- Task to carry out
Output all of the records below line for line, without changing anything, and leave the pictures out.

- Provided records
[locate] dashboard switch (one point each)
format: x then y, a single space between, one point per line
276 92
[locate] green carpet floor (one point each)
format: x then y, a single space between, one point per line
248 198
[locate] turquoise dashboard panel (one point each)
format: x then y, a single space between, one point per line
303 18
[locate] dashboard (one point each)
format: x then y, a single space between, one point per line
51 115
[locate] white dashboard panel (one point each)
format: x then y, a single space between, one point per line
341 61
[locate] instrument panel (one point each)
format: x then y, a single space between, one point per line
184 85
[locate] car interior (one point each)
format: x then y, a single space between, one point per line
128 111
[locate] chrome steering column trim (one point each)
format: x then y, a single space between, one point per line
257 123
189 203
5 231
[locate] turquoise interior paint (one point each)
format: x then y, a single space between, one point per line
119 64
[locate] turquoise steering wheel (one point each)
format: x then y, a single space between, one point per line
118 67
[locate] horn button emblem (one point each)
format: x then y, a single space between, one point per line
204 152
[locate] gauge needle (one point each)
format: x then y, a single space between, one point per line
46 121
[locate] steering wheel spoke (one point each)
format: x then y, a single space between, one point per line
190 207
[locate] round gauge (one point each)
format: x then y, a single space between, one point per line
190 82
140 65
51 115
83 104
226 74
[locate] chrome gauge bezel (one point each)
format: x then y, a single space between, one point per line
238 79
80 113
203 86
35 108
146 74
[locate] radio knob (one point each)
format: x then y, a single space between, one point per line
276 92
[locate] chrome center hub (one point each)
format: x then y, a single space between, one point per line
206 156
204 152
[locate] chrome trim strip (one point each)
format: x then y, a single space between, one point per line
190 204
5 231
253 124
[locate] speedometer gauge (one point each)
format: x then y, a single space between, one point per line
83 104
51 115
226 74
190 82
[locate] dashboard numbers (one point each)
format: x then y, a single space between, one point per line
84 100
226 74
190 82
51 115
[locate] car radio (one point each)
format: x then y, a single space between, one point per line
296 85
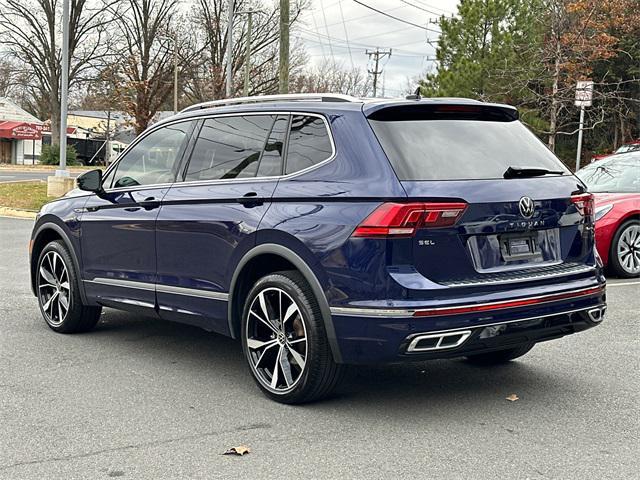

- Written answer
[locate] dashboard switch (one point each)
format: x then y, a single space between, one point per line
276 92
[locate] green carpet floor (one point each)
format: x then y, a single space between, one point per line
248 198
[locate] turquoise dashboard panel (one point each)
format: x then y, a single space between, one point per line
303 18
[locate] dashboard (one point each)
format: x then y, a single space between, one point per line
51 115
[locate] white dashboard panel (one point each)
format: x then y, a single space between, one point per line
341 61
[locate] instrument panel (one point each)
format: x then y, a single space between, one point per line
184 85
[locate] car interior (one point each)
format: x then y, a single space between, one point per line
128 111
[locate] chrome steering column trim (one point each)
format: x then y, a single space between, one point per line
257 123
189 203
5 231
[locate] turquoise interior paint (one point each)
format: x then y, a single space between, one point per line
119 64
[locate] turquoise steering wheel (one point each)
format: x then y, a single space between, one point per line
118 67
[locate] horn button emblem (one point each)
format: x then y, a single space between, one point per line
204 152
[locate] gauge needle (one point each)
format: x then y, a single space between, one point per line
46 121
[locate] steering wheel spoke (one point each)
format: x then y, a single space between, one point per line
190 207
[locate] round gauge (one point each)
format: x then y, a single space between, one point per line
190 82
140 65
51 115
83 104
226 74
[locate] chrome gauge bezel (one point each)
format: x then y, a single space between, one point per line
238 79
80 113
203 86
35 108
146 74
[locate] radio knob (one point each)
format: x then y, a single space between, one point per line
276 92
[locate] chrome center hub (one point each)
format: x then y, a single space between, one point per line
206 156
204 152
[locate] chrome trim strip (one point each)
format: x then y, a single space between, one point per line
190 204
5 231
253 124
[locate] speedometer gauge (one point each)
format: x then y, a single space between, one point per line
83 104
51 115
226 74
190 82
[locate] dashboard numbers (one point each)
format: x then y, a single space between, one point per line
84 100
226 74
190 82
51 115
[locate] car radio (one point each)
format: x then y, a single space between, one point per line
296 85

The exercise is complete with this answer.